## Required task
Answer these from the essay on black baseball fandom below:
(a) In what year was PASPA lifted?
(b) What was the subject of the article the author wrote last year?
(c) What is the author's reply to the imagined question addressed to "J-Mal"?

By Jahmal C. Williams / @thinlinecollect
Baseball is regarded as America’s favorite pastime, and has become one of the most wagered-on sports with US bookmakers since the PASPA was lifted in 2018. Its place in the United States’ relatively short yet storied history is forever entrenched. And just like the country that claims this sport as its own, baseball itself embodies a notable and checkered past with issues of race. A sport that used to be heavily represented by black people, our participation has fallen off so dramatically in recent decades that many have been left wondering what happened to not only the black presence on the field, but really, what happened to black baseball fandom? I hope to take you on a journey around the bases analyzing this recent phenomenon, this is Part 1.
Black Americans don’t watch baseball.
We aren’t playing as much in youth leagues.
We don’t play in college.
There have been articles, and articles and, yes you guessed it, even... more... articles written about why the numbers of black players in the major leagues has been declining.
So many entities are exploring this phenomenon that it is almost becoming taboo to keep rehashing this discussion. I mean, I even wrote an article last year about the MLB’s piss-poor efforts of marketing its black stars, even though it claims increasing the game’s diversity is a paramount goal. We see the facts, and we know that African Americans’ interest in baseball is steadily on the decline or, at best, remains stagnant.
I know what you’re thinking: “So J-Mal, you’re telling us that it’s a foregone conclusion that black people aren’t interested in baseball and that a litany of commentary has already been produced on said topic?”
Yes I am.
“Well sir, why the f**k are you making us read another piece about the same old ish?”

Saved entries
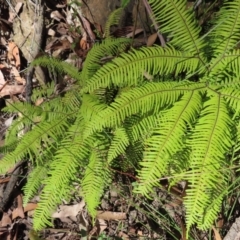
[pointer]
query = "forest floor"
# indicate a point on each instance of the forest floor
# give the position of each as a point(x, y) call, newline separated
point(65, 33)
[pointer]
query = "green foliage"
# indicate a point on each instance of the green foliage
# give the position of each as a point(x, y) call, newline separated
point(113, 19)
point(183, 122)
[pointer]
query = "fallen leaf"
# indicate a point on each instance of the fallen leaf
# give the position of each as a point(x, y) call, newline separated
point(13, 14)
point(17, 76)
point(151, 39)
point(216, 234)
point(11, 90)
point(18, 212)
point(56, 15)
point(13, 54)
point(6, 220)
point(107, 215)
point(30, 207)
point(69, 211)
point(137, 31)
point(2, 80)
point(83, 42)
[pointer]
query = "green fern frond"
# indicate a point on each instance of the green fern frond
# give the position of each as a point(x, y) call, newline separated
point(151, 97)
point(118, 145)
point(127, 69)
point(34, 182)
point(210, 140)
point(167, 140)
point(226, 32)
point(113, 19)
point(180, 23)
point(224, 69)
point(69, 158)
point(97, 175)
point(232, 97)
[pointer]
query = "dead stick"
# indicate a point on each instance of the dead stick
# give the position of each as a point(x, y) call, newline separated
point(156, 26)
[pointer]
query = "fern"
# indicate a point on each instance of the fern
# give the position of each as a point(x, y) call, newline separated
point(182, 122)
point(113, 19)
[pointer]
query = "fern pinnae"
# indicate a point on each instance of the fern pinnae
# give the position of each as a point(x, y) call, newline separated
point(156, 60)
point(118, 144)
point(138, 100)
point(63, 169)
point(97, 175)
point(227, 33)
point(207, 158)
point(34, 182)
point(166, 139)
point(179, 21)
point(113, 19)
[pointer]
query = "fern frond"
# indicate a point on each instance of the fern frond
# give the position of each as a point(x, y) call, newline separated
point(97, 175)
point(136, 101)
point(62, 171)
point(180, 23)
point(167, 140)
point(226, 32)
point(224, 70)
point(209, 142)
point(232, 97)
point(113, 19)
point(34, 182)
point(118, 145)
point(127, 69)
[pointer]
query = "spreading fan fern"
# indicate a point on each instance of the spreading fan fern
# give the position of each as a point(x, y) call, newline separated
point(184, 128)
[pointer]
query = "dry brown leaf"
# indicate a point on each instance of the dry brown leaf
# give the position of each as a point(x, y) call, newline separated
point(57, 15)
point(69, 211)
point(87, 28)
point(39, 101)
point(152, 39)
point(30, 207)
point(83, 42)
point(13, 54)
point(17, 76)
point(216, 234)
point(6, 179)
point(2, 80)
point(18, 212)
point(137, 31)
point(12, 14)
point(6, 220)
point(2, 66)
point(107, 215)
point(11, 90)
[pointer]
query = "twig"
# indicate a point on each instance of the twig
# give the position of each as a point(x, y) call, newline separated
point(156, 26)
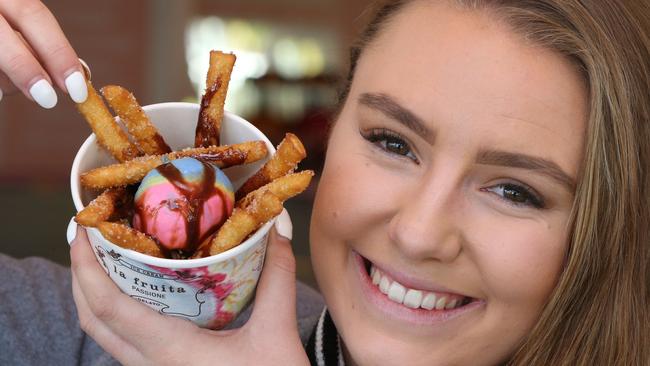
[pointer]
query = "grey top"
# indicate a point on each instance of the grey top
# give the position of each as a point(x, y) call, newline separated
point(39, 325)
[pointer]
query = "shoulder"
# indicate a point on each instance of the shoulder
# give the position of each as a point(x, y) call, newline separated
point(36, 309)
point(309, 305)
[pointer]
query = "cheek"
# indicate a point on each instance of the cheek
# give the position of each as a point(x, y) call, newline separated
point(521, 260)
point(356, 196)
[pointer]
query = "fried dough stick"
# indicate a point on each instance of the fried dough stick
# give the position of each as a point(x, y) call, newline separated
point(108, 206)
point(244, 220)
point(108, 132)
point(136, 121)
point(133, 171)
point(129, 238)
point(209, 124)
point(260, 206)
point(289, 153)
point(284, 187)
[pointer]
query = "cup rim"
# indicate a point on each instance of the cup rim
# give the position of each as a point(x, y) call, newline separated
point(75, 189)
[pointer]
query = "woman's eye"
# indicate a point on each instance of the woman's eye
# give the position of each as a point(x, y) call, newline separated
point(390, 142)
point(517, 195)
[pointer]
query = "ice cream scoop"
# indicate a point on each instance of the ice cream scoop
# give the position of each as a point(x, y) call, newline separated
point(182, 202)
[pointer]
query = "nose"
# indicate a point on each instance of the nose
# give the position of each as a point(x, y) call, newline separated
point(427, 225)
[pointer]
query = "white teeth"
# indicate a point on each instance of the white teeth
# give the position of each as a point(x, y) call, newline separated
point(376, 277)
point(383, 285)
point(411, 298)
point(429, 301)
point(451, 304)
point(440, 304)
point(396, 292)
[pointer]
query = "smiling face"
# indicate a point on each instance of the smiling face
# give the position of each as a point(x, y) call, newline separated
point(440, 223)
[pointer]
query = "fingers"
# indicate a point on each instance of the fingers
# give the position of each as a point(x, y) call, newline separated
point(52, 61)
point(110, 342)
point(111, 313)
point(275, 299)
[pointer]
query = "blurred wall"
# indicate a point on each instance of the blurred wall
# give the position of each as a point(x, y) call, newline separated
point(140, 45)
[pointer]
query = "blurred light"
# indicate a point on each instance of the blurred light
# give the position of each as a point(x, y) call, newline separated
point(294, 53)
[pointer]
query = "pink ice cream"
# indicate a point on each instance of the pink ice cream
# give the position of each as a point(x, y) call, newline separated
point(182, 202)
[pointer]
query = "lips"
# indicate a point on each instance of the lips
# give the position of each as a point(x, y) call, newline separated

## Response for this exercise
(a) 2018.
(b) The MLB's poor efforts at marketing its black stars.
(c) "Yes I am."